_Aim of the exercise_: Convert the records from the line with "Where can you spot the grey" up to and including the line with "column 290, row 210" into a two-column CSV with columns named input and output. Give one row per record, with the record's text under input and its answer under output, each in a single quoted field with line breaks replaced by spaces.
• • • • • • •
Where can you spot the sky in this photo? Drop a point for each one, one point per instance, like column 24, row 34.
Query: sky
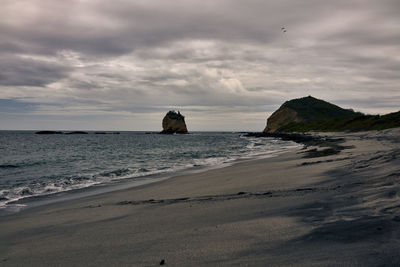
column 226, row 64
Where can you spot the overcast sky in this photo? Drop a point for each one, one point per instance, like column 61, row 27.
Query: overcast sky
column 225, row 64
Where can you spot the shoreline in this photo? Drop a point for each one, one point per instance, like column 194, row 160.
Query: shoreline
column 36, row 201
column 337, row 209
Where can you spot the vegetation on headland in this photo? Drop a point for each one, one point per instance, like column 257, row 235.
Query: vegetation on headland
column 355, row 123
column 311, row 114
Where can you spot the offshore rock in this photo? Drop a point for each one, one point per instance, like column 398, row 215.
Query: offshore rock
column 174, row 122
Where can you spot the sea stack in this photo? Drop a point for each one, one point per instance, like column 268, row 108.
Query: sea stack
column 174, row 122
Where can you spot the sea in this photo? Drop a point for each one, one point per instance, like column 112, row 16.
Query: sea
column 34, row 166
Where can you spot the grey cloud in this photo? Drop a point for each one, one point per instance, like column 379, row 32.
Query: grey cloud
column 15, row 71
column 145, row 56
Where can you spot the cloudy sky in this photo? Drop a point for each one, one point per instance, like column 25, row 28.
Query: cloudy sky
column 226, row 64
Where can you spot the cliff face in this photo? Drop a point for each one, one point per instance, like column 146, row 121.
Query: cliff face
column 281, row 117
column 174, row 123
column 307, row 113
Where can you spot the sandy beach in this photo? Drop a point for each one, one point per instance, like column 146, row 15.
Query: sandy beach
column 290, row 210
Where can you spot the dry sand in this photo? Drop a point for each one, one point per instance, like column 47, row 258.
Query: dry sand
column 338, row 210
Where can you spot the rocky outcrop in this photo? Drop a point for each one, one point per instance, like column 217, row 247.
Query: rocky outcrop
column 281, row 117
column 307, row 113
column 174, row 122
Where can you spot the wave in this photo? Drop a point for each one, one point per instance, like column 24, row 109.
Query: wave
column 253, row 148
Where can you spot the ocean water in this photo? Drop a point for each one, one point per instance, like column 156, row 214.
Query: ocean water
column 34, row 165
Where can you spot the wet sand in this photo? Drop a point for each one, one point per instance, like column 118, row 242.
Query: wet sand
column 291, row 210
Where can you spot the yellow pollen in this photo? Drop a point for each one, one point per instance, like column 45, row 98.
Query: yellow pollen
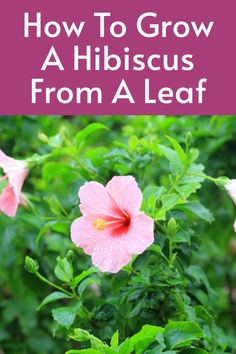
column 99, row 224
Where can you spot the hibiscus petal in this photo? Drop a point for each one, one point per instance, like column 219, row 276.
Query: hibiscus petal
column 9, row 201
column 110, row 255
column 126, row 193
column 140, row 234
column 94, row 199
column 84, row 235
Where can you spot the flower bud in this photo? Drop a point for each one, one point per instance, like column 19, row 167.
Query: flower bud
column 31, row 265
column 43, row 137
column 172, row 227
column 188, row 139
column 70, row 256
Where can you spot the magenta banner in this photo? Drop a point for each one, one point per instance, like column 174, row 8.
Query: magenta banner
column 118, row 57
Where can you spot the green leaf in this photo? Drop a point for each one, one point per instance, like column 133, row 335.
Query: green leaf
column 64, row 270
column 91, row 128
column 182, row 334
column 173, row 158
column 65, row 316
column 200, row 210
column 145, row 337
column 178, row 148
column 126, row 347
column 53, row 297
column 52, row 169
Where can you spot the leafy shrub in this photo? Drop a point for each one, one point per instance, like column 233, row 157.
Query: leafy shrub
column 176, row 297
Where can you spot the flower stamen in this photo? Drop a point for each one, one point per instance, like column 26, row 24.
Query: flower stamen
column 100, row 224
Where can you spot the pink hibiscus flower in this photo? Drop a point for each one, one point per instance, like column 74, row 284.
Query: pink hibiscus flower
column 112, row 228
column 15, row 173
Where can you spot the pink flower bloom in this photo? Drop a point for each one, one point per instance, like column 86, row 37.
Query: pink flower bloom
column 112, row 228
column 231, row 189
column 15, row 174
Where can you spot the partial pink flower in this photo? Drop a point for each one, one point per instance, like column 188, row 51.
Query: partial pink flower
column 230, row 186
column 112, row 228
column 15, row 173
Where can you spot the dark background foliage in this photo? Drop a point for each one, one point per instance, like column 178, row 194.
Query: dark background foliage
column 128, row 147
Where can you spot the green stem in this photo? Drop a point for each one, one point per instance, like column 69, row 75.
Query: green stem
column 52, row 284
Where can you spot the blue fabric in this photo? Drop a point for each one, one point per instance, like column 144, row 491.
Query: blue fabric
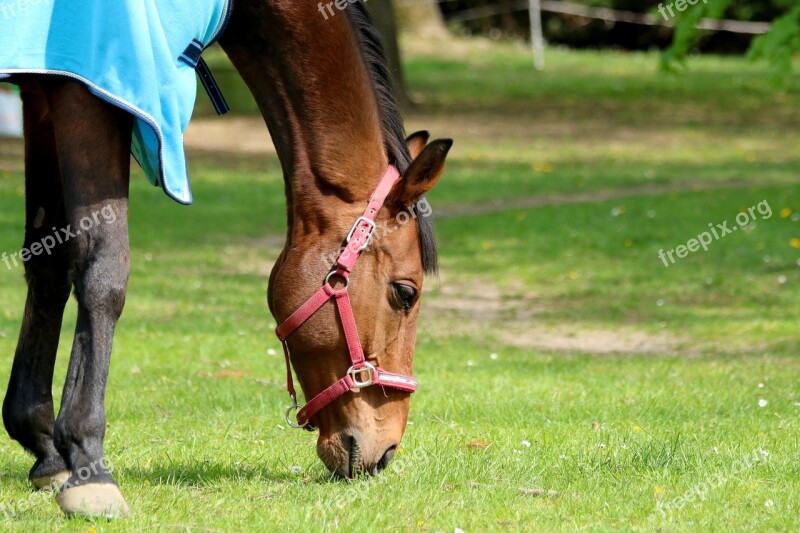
column 127, row 52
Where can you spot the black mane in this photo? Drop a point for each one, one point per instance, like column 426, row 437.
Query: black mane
column 394, row 136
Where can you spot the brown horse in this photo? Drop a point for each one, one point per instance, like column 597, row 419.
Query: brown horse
column 323, row 87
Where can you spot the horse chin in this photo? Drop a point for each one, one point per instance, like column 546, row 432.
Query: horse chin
column 348, row 454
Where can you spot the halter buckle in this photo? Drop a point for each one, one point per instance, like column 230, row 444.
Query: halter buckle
column 356, row 373
column 368, row 234
column 289, row 420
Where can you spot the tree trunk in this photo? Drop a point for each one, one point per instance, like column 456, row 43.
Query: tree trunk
column 384, row 17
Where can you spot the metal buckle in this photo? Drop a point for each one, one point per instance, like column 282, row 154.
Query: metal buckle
column 289, row 420
column 336, row 273
column 372, row 228
column 355, row 373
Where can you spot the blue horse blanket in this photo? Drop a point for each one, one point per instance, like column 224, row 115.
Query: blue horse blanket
column 138, row 55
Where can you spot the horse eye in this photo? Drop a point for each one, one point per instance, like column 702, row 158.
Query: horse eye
column 406, row 295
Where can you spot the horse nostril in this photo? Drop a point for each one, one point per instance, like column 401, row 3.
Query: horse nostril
column 387, row 456
column 352, row 455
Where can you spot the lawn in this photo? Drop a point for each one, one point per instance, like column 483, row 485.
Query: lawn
column 569, row 380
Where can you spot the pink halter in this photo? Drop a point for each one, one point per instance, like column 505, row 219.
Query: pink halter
column 360, row 374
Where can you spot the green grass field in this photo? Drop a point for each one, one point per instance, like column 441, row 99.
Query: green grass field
column 569, row 380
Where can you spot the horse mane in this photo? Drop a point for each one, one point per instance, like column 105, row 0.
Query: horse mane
column 394, row 135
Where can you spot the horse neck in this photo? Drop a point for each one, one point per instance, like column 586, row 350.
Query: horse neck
column 315, row 93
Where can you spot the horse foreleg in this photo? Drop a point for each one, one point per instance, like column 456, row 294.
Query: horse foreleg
column 28, row 405
column 93, row 140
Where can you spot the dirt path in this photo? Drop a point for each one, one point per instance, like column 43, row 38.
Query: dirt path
column 600, row 196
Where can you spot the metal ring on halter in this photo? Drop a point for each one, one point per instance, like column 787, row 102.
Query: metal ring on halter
column 355, row 373
column 336, row 273
column 289, row 420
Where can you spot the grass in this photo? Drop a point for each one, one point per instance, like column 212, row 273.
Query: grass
column 569, row 379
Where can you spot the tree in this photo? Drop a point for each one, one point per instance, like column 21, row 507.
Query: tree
column 421, row 18
column 384, row 16
column 776, row 46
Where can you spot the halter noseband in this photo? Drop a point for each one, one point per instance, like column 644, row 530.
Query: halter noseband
column 361, row 373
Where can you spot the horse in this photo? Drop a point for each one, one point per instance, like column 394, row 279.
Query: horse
column 323, row 86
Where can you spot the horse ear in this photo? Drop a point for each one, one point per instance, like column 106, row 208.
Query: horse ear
column 416, row 143
column 422, row 175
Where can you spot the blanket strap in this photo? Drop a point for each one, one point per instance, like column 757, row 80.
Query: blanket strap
column 191, row 56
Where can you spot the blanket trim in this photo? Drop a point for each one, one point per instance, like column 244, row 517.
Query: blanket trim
column 184, row 199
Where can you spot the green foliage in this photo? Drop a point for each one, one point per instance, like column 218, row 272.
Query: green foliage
column 777, row 46
column 686, row 33
column 781, row 43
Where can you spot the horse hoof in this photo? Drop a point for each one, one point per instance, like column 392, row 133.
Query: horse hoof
column 51, row 482
column 93, row 500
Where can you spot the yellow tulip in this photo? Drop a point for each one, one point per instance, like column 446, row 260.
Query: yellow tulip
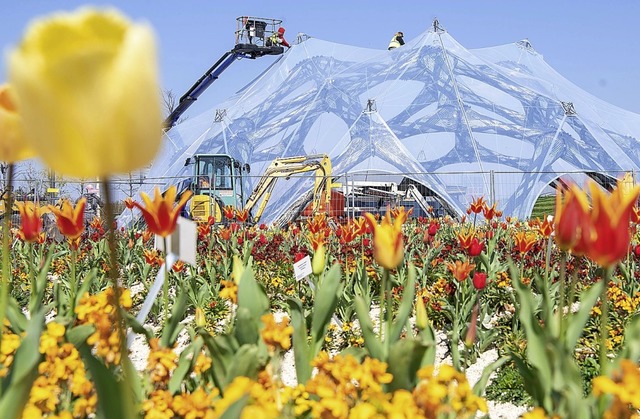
column 319, row 260
column 388, row 245
column 13, row 144
column 86, row 85
column 422, row 320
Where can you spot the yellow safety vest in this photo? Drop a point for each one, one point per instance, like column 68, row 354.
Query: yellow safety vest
column 394, row 42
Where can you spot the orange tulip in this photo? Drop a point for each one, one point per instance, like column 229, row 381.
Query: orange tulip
column 229, row 212
column 242, row 215
column 399, row 212
column 600, row 232
column 317, row 240
column 490, row 212
column 360, row 226
column 461, row 270
column 546, row 228
column 608, row 241
column 160, row 214
column 128, row 202
column 477, row 205
column 524, row 241
column 70, row 220
column 571, row 216
column 465, row 239
column 388, row 245
column 30, row 221
column 225, row 234
column 317, row 223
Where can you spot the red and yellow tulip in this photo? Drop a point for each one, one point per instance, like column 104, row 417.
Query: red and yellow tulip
column 69, row 219
column 388, row 244
column 160, row 214
column 30, row 221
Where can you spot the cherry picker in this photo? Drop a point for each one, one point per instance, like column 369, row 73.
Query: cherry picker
column 252, row 35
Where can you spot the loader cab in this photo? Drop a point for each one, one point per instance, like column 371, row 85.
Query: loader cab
column 216, row 182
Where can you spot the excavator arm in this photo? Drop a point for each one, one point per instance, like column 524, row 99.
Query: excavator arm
column 286, row 167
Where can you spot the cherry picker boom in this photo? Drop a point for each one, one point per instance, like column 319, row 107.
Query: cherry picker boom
column 251, row 35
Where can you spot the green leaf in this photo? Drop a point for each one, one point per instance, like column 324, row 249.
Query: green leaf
column 251, row 295
column 136, row 326
column 480, row 386
column 324, row 305
column 371, row 340
column 43, row 275
column 537, row 354
column 246, row 328
column 406, row 306
column 172, row 327
column 578, row 320
column 16, row 317
column 222, row 349
column 185, row 363
column 299, row 338
column 114, row 399
column 405, row 359
column 24, row 371
column 86, row 284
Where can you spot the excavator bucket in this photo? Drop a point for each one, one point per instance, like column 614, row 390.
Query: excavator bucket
column 202, row 207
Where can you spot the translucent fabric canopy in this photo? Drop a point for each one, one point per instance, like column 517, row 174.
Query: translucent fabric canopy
column 497, row 122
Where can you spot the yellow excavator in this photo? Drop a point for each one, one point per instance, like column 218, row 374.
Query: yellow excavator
column 218, row 178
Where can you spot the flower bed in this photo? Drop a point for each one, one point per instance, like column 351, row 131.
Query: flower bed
column 558, row 300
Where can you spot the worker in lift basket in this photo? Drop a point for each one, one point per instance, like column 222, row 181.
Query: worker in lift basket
column 396, row 41
column 277, row 39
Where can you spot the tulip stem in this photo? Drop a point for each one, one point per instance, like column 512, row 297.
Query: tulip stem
column 165, row 286
column 32, row 278
column 604, row 322
column 6, row 269
column 72, row 280
column 113, row 275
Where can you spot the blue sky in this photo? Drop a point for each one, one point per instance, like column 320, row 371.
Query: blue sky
column 595, row 44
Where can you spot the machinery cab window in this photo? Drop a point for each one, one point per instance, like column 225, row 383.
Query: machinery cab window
column 214, row 172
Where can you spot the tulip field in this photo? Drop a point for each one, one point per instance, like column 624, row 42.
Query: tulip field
column 488, row 282
column 557, row 297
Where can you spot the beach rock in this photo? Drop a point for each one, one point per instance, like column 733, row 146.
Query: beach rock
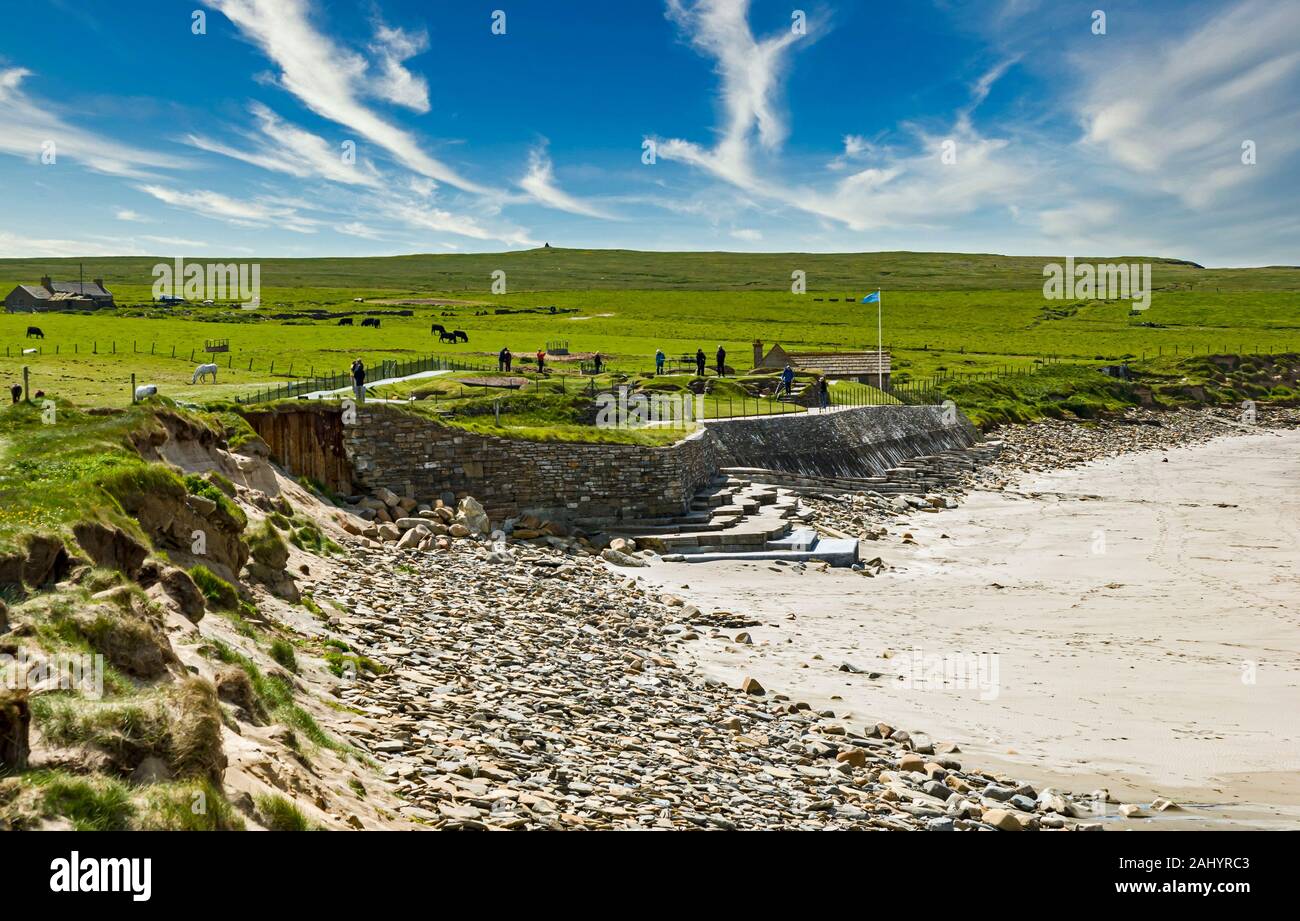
column 1004, row 820
column 472, row 515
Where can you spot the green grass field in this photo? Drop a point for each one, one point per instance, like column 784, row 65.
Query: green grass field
column 943, row 315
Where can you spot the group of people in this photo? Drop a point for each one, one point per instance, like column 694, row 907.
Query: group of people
column 505, row 360
column 701, row 360
column 785, row 385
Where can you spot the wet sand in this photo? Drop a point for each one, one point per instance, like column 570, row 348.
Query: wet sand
column 1132, row 625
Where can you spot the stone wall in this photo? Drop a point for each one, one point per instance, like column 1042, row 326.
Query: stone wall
column 863, row 441
column 307, row 442
column 414, row 455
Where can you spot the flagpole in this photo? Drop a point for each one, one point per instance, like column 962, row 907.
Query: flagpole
column 880, row 349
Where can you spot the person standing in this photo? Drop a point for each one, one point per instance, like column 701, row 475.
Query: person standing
• • • • • • •
_Written reply_:
input,output
"Where can you spot the grey cloud in this photo? Drop a point for each one, one point per instance, like column 379, row 32. Query: grey cloud","column 15, row 71 column 145, row 56"
"Where can you spot the cloudy sky in this photo? Drop a point for each one, one point per instance, like column 25, row 28. Query: cloudy sky","column 226, row 64"
"Where can you spot the cliff face in this photo? Drop a point for each one, one point per instance, like column 146, row 121. Query: cliff face","column 281, row 117 column 174, row 123 column 307, row 113"
"Where can you spot the sandy beach in this photo? Drop a point for each one, one point per instance, like column 146, row 15. Query: sandy beach","column 290, row 210"